Text to read:
====

Bookstore Glossary Library Links News Publications Timeline Virtual Israel Experience
Anti-Semitism Biography History Holocaust Israel Israel Education Myths & Facts Politics Religion Travel US & Israel Vital Stats Women
donate subscribe Contact About Home

Benny Goodman

(1909 - 1986)
By Sy Brody

Benny Goodman was unofficially crowned the “King of Swing” at New York’s Paramount Theater on March 10, 1937. The theater’s sunken stage slowly rose as Goodman and his band played its theme song, and the packed house burst into a tremendous crescendo of approval. Throughout the show, many audience members were doing the jitterbug in the aisles.

Twenty-five years later, Goodman took his band to the Soviet Union on an official United States government mission. The band’s 32 concerts were attended by more than 180,000 Soviets, including Premier Nikita Khrushchev. Goodman was hailed as a “true poet of the clarinet” by Sovietskaya Kultura, a cultural newspaper.

Goodman was the eighth of 11 children of David and Dora, nee Grinsky, Goodman. He was born on May 30, 1909. His father was a poor tailor who had emigrated from Warsaw, Poland. The family lived in Chicago. Surviving was always a tremendous struggle for the Goodmans. The Goodmans learned that Kehelah Jacob Synagogue was giving music lessons and lending instruments to the students for only 25 cents a week. Benny and his two older brothers went to the synagogue for lessons. Harry, the oldest, was given a tuba. Freddie got a trumpet. Benny, the smallest and youngest, was given a clarinet.

Goodman learned to play the clarinet so well that he was able to make money by doing imitations of Ted Lewis when he was 12 years old. He played in many Chicago bands. Ben Pollack, a leading band leader in California, asked the 16-year-old Goodman to join his band. He accepted Pollack’s offer and went to California. He was with the Pollack band until 1923 when he left to go out on his own.

====

Extracted records:
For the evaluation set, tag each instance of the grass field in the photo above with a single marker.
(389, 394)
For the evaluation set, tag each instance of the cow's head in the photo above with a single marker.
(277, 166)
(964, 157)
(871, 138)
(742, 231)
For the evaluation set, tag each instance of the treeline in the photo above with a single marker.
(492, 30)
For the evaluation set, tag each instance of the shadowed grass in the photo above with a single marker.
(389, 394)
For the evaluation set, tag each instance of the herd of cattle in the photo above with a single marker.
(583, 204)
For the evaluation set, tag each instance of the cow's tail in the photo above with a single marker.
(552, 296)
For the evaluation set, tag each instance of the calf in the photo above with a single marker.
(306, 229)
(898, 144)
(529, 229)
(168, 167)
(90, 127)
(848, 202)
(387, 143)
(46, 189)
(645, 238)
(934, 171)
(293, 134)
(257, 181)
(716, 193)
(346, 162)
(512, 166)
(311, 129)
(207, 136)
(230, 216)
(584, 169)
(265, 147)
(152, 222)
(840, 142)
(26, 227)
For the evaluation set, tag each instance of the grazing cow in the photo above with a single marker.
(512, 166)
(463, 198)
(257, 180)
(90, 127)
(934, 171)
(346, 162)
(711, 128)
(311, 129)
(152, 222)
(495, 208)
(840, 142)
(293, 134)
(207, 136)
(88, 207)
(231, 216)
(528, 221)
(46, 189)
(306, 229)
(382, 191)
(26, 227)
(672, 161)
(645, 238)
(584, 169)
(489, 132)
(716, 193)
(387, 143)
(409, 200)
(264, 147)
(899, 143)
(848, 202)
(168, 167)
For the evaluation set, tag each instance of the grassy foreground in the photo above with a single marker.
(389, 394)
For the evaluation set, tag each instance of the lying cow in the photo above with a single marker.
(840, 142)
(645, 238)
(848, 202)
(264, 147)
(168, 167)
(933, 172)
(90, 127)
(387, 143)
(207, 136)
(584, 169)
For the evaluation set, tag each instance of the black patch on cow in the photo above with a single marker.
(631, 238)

====

What the task asks: Pick up the Benny Goodman biography above after its last sentence and write the next part of his life story.

Output for this task:
Goodman had built up a reputation with the recordings that he had made. He was in great demand and was kept busy as a freelance musician. In 1933, he met John Henry Hammond Jr., a promoter, who was a socially prominent jazz fan and critic. Hammond arranged recording dates for Goodman with some of the outstanding black musicians of the time. In later years, Goodman would be the first white bandleader to have black musicians in his band.

Goodman formed a permanent band in 1934 with the help of Hammond. He had a Saturday night radio program called Let’s Dance, which brought him national fame. He started a cross-country tour after he finished the radio series. The tour’s reception was dismal until he came to the Palomar Ballroom in Los Angeles. Here, the crowd came up to the bandstand to listen and applaud instead of dancing. This event is considered to have marked the beginning of the Swing era.

His success in the popular music field was not enough to satisfy him. He loved classical music and was always performing the classics when he had the opportunity. He commissioned Bela Bartok, Paul Hindemith and Aaron Copland to compose clarinet concertos for him.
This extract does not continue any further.